Region pointing data
**********

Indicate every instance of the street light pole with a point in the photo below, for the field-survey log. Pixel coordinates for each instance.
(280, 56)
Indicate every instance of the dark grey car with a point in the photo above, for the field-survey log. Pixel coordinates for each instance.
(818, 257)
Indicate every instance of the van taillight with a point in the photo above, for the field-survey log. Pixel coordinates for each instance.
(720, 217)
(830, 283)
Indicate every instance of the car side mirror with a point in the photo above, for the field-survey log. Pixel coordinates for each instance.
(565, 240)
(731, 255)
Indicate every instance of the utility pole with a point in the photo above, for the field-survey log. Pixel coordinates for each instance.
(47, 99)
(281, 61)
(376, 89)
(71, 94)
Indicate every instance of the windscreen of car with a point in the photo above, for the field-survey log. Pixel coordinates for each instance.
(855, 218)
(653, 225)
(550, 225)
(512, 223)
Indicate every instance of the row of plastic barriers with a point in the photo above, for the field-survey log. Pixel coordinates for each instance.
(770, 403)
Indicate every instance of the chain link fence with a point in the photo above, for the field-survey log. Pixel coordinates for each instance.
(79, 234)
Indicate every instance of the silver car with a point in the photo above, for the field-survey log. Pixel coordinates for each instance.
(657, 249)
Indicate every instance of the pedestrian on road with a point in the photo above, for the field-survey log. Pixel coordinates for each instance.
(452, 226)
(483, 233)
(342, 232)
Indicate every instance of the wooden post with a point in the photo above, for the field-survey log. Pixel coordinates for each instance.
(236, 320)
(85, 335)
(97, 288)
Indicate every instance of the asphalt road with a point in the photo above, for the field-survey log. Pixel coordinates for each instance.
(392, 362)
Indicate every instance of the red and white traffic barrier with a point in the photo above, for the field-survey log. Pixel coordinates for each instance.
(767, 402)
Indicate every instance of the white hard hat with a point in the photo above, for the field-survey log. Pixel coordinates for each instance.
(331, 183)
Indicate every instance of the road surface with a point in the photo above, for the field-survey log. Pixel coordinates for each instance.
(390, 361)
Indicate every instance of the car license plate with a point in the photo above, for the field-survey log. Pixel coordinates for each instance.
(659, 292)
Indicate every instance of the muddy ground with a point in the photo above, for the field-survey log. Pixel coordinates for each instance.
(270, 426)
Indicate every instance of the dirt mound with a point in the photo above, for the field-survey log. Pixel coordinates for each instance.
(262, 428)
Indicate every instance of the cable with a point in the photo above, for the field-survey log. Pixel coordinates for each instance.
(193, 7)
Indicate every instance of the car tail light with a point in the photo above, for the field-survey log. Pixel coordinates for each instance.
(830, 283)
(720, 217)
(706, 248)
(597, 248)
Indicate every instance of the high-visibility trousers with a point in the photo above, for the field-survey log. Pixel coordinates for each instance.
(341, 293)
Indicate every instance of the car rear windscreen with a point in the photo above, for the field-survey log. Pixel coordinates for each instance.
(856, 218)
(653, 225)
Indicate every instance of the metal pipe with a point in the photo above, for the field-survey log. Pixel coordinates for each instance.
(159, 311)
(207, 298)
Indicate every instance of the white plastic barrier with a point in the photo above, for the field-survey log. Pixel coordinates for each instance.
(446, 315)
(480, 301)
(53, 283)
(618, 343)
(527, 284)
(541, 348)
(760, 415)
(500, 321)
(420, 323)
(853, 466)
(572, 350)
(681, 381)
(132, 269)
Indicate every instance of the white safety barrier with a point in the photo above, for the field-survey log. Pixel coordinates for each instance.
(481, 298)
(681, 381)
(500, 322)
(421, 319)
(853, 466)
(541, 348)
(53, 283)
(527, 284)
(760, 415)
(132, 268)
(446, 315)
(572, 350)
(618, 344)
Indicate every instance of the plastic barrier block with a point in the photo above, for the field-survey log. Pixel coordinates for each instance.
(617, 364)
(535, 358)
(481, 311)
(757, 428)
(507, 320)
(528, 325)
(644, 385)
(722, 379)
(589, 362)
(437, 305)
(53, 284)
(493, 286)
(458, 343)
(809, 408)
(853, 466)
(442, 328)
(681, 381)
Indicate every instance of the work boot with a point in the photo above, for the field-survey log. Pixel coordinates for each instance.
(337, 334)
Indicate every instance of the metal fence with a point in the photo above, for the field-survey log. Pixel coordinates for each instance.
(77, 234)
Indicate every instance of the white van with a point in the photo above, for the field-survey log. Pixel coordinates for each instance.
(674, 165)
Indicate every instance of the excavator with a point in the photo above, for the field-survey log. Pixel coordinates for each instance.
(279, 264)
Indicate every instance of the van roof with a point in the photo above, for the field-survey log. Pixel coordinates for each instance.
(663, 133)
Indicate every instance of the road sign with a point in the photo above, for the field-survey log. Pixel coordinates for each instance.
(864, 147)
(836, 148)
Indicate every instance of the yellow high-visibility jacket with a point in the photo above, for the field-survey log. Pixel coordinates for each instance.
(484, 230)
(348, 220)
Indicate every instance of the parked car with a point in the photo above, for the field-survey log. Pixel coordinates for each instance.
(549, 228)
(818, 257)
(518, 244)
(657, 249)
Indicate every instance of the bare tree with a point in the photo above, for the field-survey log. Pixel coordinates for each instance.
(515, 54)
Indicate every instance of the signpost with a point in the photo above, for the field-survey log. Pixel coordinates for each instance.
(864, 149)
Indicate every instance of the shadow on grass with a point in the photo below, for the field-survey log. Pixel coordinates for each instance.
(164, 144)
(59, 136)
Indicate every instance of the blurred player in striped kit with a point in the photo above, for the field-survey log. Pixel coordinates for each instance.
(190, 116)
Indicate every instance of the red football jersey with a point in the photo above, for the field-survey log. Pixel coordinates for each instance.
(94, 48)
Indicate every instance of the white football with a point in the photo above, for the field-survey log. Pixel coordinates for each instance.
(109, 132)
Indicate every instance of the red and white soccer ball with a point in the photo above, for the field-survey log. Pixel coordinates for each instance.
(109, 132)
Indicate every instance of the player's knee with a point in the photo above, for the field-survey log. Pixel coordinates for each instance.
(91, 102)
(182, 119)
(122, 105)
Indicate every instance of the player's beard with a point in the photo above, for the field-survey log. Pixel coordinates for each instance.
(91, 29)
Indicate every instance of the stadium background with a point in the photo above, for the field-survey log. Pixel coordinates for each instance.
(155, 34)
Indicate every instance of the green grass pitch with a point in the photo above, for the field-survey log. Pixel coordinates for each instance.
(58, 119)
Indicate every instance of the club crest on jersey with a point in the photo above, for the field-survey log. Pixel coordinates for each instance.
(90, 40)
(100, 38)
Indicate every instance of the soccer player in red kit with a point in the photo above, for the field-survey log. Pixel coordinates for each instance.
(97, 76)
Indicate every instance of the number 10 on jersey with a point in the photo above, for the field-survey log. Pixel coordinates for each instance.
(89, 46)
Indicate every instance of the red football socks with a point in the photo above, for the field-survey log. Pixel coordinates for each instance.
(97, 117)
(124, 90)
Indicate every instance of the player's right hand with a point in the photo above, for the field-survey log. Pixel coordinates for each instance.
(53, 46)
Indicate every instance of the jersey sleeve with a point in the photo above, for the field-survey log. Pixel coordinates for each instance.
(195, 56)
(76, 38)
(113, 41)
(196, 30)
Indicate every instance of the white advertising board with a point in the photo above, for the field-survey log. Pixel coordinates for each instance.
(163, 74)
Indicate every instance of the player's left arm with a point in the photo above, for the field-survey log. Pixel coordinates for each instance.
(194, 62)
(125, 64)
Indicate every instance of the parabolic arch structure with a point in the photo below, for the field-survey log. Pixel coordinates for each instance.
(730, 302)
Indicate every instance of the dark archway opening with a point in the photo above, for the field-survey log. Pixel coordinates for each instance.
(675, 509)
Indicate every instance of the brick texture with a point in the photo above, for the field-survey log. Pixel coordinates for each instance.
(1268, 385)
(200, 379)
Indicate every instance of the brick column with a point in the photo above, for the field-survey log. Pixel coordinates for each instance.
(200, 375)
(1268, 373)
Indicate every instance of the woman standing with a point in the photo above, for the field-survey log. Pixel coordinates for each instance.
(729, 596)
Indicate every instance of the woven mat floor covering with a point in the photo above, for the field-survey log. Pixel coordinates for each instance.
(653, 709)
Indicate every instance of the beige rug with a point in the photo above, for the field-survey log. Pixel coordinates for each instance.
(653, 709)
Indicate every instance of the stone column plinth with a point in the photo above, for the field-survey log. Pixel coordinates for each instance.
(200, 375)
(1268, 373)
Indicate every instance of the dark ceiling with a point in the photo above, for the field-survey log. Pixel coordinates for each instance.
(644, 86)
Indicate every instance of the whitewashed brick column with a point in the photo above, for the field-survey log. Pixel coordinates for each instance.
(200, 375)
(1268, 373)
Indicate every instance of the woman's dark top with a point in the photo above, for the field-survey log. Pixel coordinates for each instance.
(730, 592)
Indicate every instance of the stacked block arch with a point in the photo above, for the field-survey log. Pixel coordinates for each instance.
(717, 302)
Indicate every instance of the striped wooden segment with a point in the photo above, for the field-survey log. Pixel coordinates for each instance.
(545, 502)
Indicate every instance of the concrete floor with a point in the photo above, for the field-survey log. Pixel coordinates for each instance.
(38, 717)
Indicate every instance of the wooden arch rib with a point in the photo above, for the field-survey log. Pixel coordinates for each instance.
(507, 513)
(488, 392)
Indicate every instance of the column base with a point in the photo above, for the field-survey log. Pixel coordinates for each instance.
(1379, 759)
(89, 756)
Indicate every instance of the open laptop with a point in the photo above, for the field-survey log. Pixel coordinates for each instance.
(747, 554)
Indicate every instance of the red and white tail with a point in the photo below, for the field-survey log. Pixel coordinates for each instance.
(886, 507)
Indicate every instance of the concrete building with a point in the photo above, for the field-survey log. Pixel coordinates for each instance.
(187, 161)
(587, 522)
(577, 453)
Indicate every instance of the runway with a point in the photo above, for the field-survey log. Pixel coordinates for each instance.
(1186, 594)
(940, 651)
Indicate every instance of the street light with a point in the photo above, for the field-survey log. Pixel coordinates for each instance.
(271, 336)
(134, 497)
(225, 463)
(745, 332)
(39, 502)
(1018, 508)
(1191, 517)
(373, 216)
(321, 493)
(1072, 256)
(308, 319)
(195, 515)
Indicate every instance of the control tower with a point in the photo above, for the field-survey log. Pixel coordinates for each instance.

**********

Copy over exactly the lines above from the one with "Indicate every instance of the runway" to the last, both included, and no others.

Indicate every instance of the runway with a point in the photo above, for the field-survey log. Pixel coordinates for each instance.
(1186, 594)
(940, 651)
Indicate every instance of the street light with a point in the photo above, for the field-survey log. Pixel coordinates for each instance.
(271, 336)
(134, 497)
(225, 463)
(745, 332)
(39, 502)
(1018, 508)
(1191, 517)
(373, 216)
(321, 493)
(1072, 256)
(308, 319)
(195, 515)
Indicate every instance of the control tower with a point in the photo above, for the field-survey log. Pixel coordinates for each instance.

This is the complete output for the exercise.